**WHAT TO DO:**
[1] In the article below on Black women's pay, rewrite the paragraph beginning "When it comes to work, Black women" as a short bulleted list that keeps its main facts.
[2] In the article below on Black women's pay, who is named as executive director of the National Employment Law Project?
[3] Decide whether each statement agrees with the article below on Black women's pay. For each one, answer yes or no and quote the words from the article that decide it.
(a) Michelle Holder teaches economics at John Jay College.
(b) Holder's $50 billion estimate covers the year 2020.
(c) Janelle Jones's motto is "Black women first."

**GIVEN TEXT:**

__________________________________________________

Janelle Jones, the managing director of policy and research at Groundwork Collaborative, has coined what she calls a personal motto and economic ideology: “Black women best.” She means that if Black women—who, since our nation’s founding, have been the most disadvantaged by the rules that structure our society—can one day thrive in the economy, then it must finally be working for everyone.
A new Roosevelt report by Michelle Holder, assistant professor of economics at John Jay College, adds to the chorus of research showing that today’s economy isn’t working for Black women—and is actually robbing them of economic security.
This was true before the COVID-19 crisis began, and it’s especially true now—given that tens of millions of people are out of work. “We know from the last recession that the Black workers are often the first fired,” notes Rebecca Dixon, executive director of the National Employment Law Project. And NBC’s Janelle Ross warns that “people of color make up a disproportionate share of workers in the industries where layoffs are the most intense and only expected to get worse.” Imagine if Black women had more of what they earned to rely on during this time of economic stress. Where’s their unconditional bailout?
When it comes to work, Black women are confronted with both the gender wage gap and the racial wage gap. In measuring what she has dubbed the “double gap,” Holder estimates that these two trends in pay discrimination cost Black women—and saved (already profitable) US companies—$50 billion in involuntarily forfeited wages in 2017 alone. “Since profit is equal to revenue [minus] expenditures, the implication is that the double gap faced by African American women has been beneficial for corporate profits,” she notes.

__________________________________________________

**PROVIDED DATA:**
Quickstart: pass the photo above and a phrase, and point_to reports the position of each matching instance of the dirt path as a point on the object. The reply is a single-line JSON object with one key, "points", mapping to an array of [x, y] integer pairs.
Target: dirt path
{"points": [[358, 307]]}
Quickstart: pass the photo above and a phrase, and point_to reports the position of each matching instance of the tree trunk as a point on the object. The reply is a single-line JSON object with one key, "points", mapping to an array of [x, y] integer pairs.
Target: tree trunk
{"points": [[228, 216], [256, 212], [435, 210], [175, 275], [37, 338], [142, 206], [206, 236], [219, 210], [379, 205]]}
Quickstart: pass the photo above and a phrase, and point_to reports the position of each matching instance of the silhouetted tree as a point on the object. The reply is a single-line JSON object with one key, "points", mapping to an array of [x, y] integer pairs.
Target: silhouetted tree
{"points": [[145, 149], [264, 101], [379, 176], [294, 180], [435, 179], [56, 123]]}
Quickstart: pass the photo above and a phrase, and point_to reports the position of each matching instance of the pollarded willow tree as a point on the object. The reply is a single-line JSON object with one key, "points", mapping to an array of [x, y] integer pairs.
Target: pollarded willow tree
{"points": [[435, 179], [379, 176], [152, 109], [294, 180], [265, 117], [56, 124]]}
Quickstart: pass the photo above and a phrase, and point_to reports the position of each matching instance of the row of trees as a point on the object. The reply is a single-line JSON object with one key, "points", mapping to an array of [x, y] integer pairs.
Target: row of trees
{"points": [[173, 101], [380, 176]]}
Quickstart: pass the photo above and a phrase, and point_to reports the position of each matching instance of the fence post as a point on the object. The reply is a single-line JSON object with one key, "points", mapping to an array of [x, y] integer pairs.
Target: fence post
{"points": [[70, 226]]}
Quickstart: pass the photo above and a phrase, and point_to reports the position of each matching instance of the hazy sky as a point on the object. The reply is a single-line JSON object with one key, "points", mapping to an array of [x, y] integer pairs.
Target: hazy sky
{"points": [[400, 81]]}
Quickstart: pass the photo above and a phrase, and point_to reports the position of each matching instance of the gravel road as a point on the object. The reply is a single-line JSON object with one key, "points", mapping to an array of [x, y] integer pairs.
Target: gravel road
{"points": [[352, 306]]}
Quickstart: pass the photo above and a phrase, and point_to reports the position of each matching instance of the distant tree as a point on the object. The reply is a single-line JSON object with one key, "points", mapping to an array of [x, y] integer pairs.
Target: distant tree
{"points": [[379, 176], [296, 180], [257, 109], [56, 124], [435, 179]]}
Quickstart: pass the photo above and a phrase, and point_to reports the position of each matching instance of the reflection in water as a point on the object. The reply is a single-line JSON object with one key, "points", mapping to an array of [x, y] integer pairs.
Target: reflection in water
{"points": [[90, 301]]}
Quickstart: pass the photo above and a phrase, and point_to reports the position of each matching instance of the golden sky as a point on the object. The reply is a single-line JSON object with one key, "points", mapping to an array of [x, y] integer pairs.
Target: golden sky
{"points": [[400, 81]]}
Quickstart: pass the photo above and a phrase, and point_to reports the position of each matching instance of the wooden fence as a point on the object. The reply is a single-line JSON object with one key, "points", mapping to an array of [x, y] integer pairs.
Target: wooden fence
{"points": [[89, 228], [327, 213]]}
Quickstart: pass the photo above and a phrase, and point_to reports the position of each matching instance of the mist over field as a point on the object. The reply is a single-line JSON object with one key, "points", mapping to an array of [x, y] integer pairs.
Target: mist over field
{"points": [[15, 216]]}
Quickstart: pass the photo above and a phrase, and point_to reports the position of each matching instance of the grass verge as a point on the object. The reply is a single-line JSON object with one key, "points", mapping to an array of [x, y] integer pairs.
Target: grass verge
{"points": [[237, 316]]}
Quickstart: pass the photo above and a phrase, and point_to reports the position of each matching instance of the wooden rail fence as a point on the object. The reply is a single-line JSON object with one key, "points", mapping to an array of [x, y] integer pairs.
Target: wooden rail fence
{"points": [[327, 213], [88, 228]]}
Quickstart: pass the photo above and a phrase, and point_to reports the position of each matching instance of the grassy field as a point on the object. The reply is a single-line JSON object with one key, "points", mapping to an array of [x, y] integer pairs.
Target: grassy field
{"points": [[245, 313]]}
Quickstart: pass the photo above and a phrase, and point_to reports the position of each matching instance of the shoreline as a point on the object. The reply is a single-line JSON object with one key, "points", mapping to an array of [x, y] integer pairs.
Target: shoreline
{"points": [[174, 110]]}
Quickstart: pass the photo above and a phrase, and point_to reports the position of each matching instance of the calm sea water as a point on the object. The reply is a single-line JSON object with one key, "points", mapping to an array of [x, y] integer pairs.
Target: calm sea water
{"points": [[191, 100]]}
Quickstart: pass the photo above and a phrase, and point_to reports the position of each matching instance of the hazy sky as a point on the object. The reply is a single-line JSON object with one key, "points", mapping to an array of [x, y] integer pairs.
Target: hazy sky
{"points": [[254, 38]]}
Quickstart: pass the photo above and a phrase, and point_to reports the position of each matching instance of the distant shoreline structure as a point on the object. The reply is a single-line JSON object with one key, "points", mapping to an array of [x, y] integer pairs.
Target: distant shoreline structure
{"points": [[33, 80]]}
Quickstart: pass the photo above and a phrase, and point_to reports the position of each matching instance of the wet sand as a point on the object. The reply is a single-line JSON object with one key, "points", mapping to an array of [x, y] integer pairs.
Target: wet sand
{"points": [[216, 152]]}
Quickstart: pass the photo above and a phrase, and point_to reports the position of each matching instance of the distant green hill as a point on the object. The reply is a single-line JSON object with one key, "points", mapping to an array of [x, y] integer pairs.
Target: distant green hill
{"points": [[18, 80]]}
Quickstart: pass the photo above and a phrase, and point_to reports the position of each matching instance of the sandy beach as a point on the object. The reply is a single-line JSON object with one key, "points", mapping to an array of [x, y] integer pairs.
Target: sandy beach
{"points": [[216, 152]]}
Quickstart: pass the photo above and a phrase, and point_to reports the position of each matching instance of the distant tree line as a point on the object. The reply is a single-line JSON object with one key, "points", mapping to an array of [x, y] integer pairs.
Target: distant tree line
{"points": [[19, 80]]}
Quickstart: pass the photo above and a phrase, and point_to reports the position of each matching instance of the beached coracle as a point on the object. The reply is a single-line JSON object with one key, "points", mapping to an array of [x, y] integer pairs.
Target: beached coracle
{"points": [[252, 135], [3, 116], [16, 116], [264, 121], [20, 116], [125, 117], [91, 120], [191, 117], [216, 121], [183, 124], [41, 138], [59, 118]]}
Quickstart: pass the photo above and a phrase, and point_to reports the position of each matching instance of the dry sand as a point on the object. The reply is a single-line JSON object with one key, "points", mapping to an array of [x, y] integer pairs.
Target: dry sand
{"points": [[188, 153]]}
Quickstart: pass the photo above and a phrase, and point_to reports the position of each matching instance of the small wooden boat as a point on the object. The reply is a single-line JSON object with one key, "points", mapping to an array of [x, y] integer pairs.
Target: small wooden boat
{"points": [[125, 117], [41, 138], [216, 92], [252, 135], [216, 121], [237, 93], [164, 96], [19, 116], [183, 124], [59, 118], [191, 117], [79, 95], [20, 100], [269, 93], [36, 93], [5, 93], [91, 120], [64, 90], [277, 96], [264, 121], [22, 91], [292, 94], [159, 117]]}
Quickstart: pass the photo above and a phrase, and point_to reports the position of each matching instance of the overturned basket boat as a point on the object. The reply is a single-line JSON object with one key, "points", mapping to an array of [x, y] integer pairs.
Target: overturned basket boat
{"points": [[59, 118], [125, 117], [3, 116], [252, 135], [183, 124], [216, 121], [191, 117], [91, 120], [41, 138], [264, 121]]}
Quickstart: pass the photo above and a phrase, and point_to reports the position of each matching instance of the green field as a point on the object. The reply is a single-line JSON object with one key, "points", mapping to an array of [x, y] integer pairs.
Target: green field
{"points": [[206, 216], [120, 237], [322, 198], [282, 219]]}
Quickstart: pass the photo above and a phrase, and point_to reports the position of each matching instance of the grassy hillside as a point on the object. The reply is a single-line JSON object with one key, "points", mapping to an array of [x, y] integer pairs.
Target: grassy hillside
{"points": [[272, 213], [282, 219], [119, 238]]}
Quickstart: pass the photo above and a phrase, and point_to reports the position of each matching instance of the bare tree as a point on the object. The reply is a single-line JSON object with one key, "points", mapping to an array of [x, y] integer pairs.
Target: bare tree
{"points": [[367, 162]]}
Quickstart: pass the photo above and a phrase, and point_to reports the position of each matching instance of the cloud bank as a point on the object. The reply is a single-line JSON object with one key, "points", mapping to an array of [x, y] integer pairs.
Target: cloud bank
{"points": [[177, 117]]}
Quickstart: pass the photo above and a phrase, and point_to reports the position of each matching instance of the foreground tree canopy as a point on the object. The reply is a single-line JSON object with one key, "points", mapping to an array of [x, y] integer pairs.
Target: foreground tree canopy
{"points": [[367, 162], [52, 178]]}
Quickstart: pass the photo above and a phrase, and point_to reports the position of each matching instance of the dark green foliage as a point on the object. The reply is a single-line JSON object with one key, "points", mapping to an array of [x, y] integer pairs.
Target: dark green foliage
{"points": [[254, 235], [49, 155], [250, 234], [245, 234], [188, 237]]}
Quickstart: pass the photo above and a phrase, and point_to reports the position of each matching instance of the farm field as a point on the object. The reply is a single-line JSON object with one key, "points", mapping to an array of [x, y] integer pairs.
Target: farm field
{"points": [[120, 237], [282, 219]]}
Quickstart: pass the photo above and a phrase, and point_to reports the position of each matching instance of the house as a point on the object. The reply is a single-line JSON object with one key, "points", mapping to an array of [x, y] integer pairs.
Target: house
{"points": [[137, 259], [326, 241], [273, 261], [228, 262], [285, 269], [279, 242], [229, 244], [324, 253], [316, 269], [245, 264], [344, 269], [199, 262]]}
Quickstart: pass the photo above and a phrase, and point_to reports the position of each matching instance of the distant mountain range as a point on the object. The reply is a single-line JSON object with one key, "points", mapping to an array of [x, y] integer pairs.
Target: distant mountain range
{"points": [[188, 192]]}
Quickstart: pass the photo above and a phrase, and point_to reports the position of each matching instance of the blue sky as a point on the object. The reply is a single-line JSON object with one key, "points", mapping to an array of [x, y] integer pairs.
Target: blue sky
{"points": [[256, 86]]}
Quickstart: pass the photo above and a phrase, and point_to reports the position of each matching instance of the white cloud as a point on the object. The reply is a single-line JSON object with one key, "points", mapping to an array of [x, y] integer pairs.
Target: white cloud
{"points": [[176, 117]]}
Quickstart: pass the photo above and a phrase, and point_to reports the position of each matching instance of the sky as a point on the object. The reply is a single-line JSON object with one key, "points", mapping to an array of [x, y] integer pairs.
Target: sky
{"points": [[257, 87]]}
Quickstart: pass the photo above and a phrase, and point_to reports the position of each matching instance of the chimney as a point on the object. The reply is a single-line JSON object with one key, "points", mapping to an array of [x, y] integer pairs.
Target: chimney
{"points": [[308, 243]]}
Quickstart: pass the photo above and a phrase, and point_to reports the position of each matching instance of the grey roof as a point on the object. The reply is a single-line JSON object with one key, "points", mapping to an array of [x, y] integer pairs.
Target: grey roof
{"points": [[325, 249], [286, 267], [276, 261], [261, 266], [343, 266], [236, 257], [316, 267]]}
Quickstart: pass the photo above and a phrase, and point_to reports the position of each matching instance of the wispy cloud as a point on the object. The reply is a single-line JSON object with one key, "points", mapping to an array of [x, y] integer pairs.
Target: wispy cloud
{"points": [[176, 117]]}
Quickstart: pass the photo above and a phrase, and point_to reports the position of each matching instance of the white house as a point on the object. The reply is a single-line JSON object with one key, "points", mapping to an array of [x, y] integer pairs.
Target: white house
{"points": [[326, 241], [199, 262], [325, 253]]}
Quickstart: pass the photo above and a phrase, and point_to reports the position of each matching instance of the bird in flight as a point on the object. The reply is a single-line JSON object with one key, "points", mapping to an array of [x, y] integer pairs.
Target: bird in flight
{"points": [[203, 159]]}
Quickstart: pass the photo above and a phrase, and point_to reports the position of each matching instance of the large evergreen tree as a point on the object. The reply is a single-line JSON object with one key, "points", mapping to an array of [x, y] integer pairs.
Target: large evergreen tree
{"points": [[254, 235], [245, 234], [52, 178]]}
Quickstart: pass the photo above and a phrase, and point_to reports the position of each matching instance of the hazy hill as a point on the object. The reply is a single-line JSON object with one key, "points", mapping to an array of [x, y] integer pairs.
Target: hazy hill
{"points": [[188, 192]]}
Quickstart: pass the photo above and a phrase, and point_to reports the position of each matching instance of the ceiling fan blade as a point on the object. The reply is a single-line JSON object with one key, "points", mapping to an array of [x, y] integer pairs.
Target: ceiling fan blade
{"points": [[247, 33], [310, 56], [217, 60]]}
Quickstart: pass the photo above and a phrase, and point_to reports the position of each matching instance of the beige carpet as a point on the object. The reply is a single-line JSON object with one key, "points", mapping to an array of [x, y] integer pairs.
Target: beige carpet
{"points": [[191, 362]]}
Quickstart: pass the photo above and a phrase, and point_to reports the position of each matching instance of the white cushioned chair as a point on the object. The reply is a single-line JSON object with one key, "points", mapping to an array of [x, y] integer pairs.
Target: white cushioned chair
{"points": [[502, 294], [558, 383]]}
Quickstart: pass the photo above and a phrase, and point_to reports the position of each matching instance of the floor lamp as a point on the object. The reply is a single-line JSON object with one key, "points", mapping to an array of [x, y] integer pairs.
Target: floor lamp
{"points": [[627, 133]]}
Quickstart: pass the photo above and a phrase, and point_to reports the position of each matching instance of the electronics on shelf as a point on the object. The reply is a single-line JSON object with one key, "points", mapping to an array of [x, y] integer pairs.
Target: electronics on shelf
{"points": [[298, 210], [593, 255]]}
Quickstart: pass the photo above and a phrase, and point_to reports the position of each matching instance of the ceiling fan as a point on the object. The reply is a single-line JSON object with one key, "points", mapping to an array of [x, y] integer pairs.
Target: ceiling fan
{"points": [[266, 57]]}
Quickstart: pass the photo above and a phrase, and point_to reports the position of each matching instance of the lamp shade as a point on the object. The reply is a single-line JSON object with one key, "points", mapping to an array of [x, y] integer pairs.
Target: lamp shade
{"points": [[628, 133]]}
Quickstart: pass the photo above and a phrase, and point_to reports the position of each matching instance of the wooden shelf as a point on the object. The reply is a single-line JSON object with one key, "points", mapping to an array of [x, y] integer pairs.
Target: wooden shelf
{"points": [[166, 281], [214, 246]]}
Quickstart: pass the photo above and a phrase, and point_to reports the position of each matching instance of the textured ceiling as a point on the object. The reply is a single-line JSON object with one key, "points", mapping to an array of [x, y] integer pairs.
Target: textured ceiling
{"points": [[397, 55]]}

__________________________________________________

**OUTPUTS BY TASK:**
[1]
- Black women face both the gender wage gap and the racial wage gap.
- Michelle Holder calls this combination the "double gap."
- She estimates that it cost Black women $50 billion in involuntarily forfeited wages in 2017 alone, money that already profitable US companies saved.
- Because profit equals revenue minus expenditures, she concludes that the double gap has benefited corporate profits.

[2] Rebecca Dixon

[3]
(a) Yes: "Michelle Holder, assistant professor of economics at John Jay College"
(b) No: "$50 billion in involuntarily forfeited wages in 2017 alone"
(c) No: "“Black women best.”"